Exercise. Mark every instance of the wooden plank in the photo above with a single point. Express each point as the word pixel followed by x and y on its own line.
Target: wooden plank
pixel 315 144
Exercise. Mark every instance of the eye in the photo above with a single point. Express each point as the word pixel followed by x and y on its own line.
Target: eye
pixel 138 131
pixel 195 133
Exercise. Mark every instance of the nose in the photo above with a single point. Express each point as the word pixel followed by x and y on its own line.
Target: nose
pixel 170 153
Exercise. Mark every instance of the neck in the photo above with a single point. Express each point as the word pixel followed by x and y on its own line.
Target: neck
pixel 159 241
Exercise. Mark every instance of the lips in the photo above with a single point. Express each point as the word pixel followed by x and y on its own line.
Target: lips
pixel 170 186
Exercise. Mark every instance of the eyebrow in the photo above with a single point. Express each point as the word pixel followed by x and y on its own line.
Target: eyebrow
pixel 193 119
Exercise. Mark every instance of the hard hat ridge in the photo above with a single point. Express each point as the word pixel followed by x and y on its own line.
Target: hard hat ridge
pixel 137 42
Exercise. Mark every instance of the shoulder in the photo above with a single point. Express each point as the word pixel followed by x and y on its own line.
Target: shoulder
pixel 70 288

◇ ◇ ◇ ◇ ◇ ◇ ◇

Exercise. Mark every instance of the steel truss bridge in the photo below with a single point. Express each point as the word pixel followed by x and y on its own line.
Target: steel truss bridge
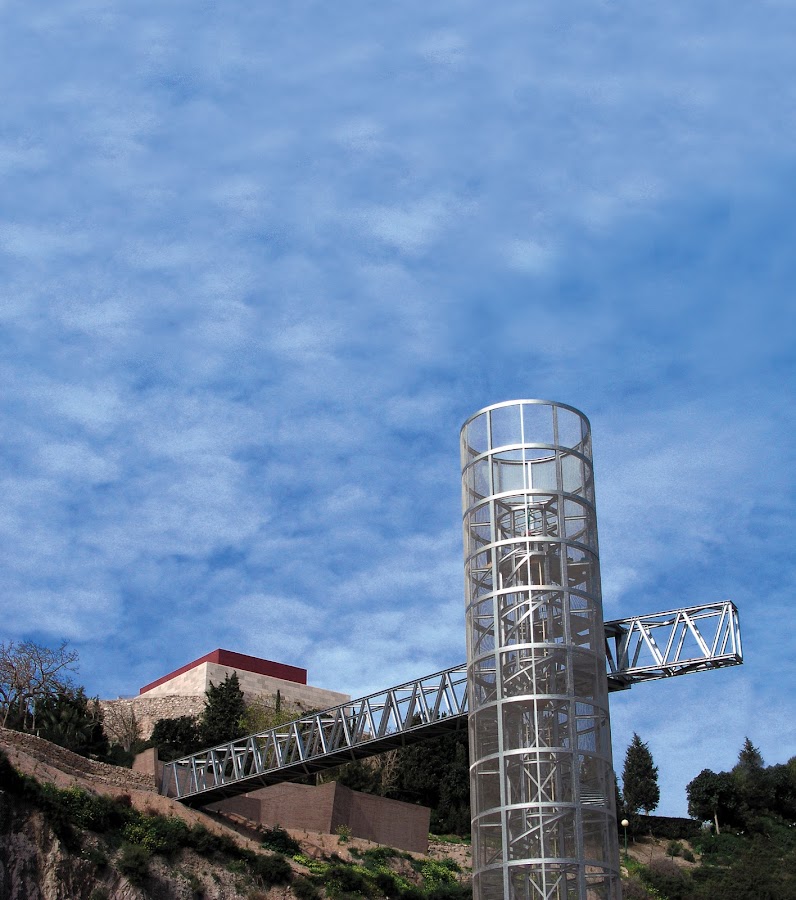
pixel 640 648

◇ ◇ ◇ ◇ ◇ ◇ ◇

--- ACTIVITY ---
Write only the number of lines in the records that contain the string "above".

--- COMPLETED EXERCISE ---
8